What this task involves:
Each line of the data must reappear exactly in your answer, with no images included.

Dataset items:
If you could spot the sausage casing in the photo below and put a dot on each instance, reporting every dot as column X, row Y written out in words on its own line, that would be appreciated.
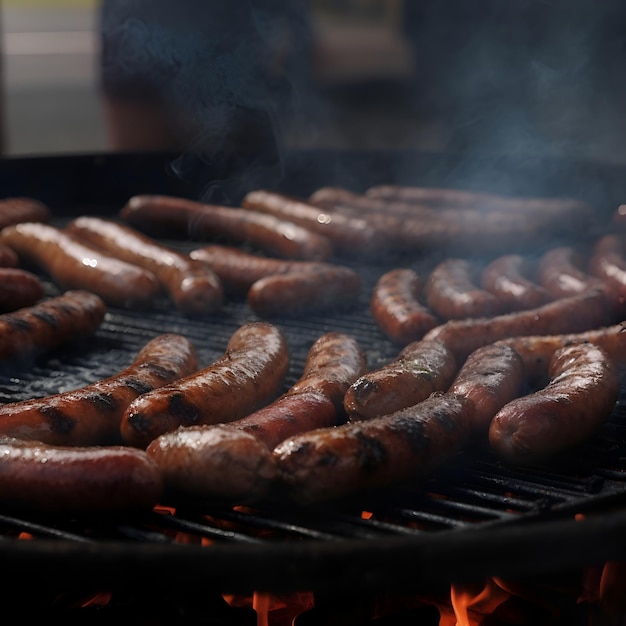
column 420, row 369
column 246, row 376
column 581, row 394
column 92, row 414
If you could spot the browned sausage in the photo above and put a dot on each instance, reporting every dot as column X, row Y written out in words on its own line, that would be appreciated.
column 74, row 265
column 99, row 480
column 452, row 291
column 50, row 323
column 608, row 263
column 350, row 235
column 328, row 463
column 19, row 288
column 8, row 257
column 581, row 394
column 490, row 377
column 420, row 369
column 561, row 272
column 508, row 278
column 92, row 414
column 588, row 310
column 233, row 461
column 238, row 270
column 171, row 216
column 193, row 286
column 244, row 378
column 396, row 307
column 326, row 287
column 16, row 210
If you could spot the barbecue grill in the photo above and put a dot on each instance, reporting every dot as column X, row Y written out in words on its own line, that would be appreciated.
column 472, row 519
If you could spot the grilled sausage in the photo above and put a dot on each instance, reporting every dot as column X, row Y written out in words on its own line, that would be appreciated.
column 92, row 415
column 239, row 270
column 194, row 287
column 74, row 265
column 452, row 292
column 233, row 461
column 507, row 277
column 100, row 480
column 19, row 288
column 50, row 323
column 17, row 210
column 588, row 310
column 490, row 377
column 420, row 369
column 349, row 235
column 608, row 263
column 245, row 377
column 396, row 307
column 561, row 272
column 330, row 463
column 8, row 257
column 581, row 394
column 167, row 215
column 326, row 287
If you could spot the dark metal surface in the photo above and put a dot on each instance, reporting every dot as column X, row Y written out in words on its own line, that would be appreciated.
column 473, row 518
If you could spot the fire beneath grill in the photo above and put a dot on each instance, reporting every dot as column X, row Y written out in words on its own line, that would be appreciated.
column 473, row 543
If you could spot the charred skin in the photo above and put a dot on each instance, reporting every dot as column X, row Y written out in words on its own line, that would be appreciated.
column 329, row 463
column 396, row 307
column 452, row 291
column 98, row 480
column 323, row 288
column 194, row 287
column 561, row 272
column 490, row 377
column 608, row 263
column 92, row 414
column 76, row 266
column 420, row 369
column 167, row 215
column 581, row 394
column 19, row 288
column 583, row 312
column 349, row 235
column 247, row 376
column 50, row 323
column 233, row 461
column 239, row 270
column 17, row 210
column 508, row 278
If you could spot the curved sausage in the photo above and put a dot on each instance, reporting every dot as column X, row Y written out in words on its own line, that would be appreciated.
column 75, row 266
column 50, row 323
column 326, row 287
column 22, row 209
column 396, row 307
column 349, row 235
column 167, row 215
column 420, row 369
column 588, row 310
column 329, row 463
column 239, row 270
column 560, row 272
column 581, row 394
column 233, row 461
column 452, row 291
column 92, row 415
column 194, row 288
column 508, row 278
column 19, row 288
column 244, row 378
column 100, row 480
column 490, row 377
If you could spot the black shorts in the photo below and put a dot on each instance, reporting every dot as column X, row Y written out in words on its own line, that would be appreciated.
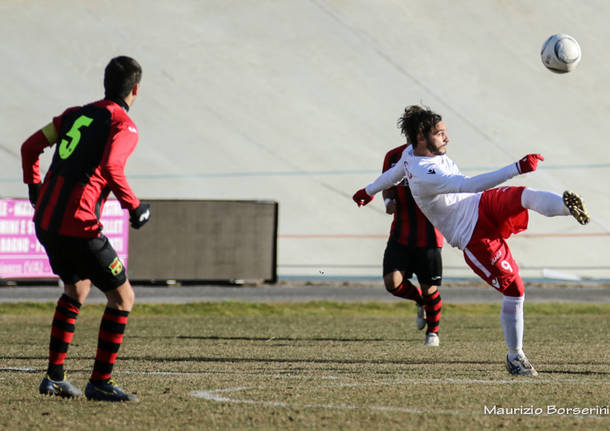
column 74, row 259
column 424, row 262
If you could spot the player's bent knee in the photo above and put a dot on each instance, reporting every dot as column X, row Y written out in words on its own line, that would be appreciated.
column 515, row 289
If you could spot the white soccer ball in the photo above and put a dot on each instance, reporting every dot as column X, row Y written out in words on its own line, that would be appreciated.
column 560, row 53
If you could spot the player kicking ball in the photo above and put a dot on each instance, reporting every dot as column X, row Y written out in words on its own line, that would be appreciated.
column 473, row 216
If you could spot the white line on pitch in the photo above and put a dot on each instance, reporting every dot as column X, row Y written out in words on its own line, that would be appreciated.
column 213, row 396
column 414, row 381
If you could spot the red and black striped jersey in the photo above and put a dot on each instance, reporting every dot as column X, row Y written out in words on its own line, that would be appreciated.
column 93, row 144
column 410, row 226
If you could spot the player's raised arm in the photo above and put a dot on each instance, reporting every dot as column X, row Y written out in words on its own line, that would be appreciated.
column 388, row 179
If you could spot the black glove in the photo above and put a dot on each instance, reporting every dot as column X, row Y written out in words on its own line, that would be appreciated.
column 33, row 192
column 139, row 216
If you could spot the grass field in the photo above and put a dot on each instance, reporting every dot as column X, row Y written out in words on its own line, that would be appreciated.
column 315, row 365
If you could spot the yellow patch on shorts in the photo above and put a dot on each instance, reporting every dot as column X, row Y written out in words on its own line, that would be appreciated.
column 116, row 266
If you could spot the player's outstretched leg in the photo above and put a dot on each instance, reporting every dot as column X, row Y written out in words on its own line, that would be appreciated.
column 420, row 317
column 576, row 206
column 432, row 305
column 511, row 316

Solution for this exercise:
If you could spot the sausage casing in the photo below and put a dot on each instance, reporting every dot as column X, row Y written out in words on its own line, that would be appreciated.
column 420, row 369
column 246, row 376
column 581, row 394
column 92, row 414
If you could spot the browned sausage in the photo above and put a dot on each instance, reporting every dot as column X, row Y written out in words on its own line, that would be appreciated.
column 74, row 265
column 99, row 480
column 452, row 291
column 50, row 323
column 608, row 263
column 350, row 235
column 328, row 463
column 19, row 288
column 8, row 257
column 581, row 394
column 490, row 377
column 420, row 369
column 561, row 272
column 508, row 278
column 92, row 414
column 588, row 310
column 233, row 461
column 238, row 270
column 171, row 216
column 193, row 286
column 244, row 378
column 396, row 307
column 326, row 287
column 16, row 210
If you could spot the barbecue grill in the photo above and put a dot on each instance, reporting every dot as column X, row Y written out in words on its own line, that would be appreciated.
column 472, row 519
If you could spot the grilled sausage in the photo above and put a dot on each instance, reporting every dot as column X, row Y written out in words on its own line, that would be appreciated.
column 92, row 415
column 239, row 270
column 194, row 287
column 74, row 265
column 452, row 292
column 233, row 461
column 507, row 277
column 100, row 480
column 19, row 288
column 50, row 323
column 17, row 210
column 588, row 310
column 490, row 377
column 420, row 369
column 349, row 235
column 608, row 263
column 245, row 377
column 396, row 307
column 561, row 272
column 330, row 463
column 8, row 257
column 581, row 394
column 167, row 215
column 326, row 287
If you could spot the dark metal surface in the photo above and put a dot on each instance, reporting every dot as column X, row Y written out in words on its own line, that would be appreciated.
column 473, row 518
If you could spot the fire beneath grill in the photo above and put a dot on each instance, reporting every dot as column X, row Y written out in words on its own line, that would be appreciated.
column 473, row 543
If you could spot the charred skin in the photo above and put a dot on each instance, reporting every dot as column X, row Y written out in words on its own line, that would be appreciated.
column 329, row 463
column 396, row 307
column 452, row 291
column 98, row 480
column 323, row 288
column 194, row 287
column 561, row 272
column 490, row 377
column 608, row 263
column 92, row 414
column 76, row 266
column 420, row 369
column 167, row 215
column 581, row 394
column 19, row 288
column 583, row 312
column 349, row 235
column 247, row 376
column 50, row 323
column 233, row 461
column 239, row 270
column 17, row 210
column 508, row 278
If you could spot the curved sausage in the photo above and put a dot on each instance, reporting every dot as column X, row Y written out in words on its own line, that would be appreciated.
column 75, row 266
column 50, row 323
column 326, row 287
column 22, row 209
column 396, row 307
column 349, row 235
column 167, row 215
column 420, row 369
column 588, row 310
column 329, row 463
column 239, row 270
column 560, row 272
column 581, row 394
column 233, row 461
column 452, row 291
column 92, row 415
column 194, row 288
column 508, row 278
column 19, row 288
column 244, row 378
column 100, row 480
column 490, row 377
If you could spot the black shorts in the photo below and put a dot on each instance, reporting every dot as column X, row Y written out in words on its own line, that would be appreciated.
column 74, row 259
column 424, row 262
If you could spot the player's bent knee in the photo above and put a dot on each instance, reporting every dot as column X, row Y written out in words on its own line, that would be appreciated.
column 515, row 289
If you could spot the white soccer ball in the photo above and put a dot on each instance, reporting every dot as column X, row Y written out in words on its own line, that would be appreciated.
column 560, row 53
If you could spot the player kicking ball in the photo above and put a dot on each instance, reporting every dot as column X, row Y written out in words on its own line, that would be appreciated.
column 473, row 216
If you could spot the white line on pitch in the photo above and put a dot on each instance, reporting every dot as column X, row Y written out in words on its own line, that would be appreciated.
column 213, row 396
column 414, row 381
If you could spot the red and black striped jersey in the photo above and put a dot on each instance, reporting every dot as column X, row Y written out in words on its own line, that would be appreciated.
column 93, row 144
column 410, row 226
If you could spot the player's raised arm in the photo above and put a dot on each instance, reporting every dot as column X, row Y written out in words on its own line, that would be appreciated.
column 388, row 179
If you could spot the black glove in the photo above and put a dot on each instance, reporting every dot as column X, row Y written out in words on its own line, that would be appreciated.
column 33, row 192
column 139, row 216
If you could spot the grass field in the photo above and put a dot on each instance, reporting every dot as column X, row Y written out in words on its own line, that would be appreciated.
column 315, row 365
If you could spot the yellow patch on shorts in the photo above and put a dot on each instance, reporting every dot as column X, row Y written out in words on its own line, that would be appreciated.
column 116, row 266
If you could spot the player's outstretched leg in the photo above and put a dot on each instance, reporting every dot as column X, row Y written out in words on its own line, that would be appreciated.
column 420, row 317
column 576, row 206
column 432, row 305
column 511, row 316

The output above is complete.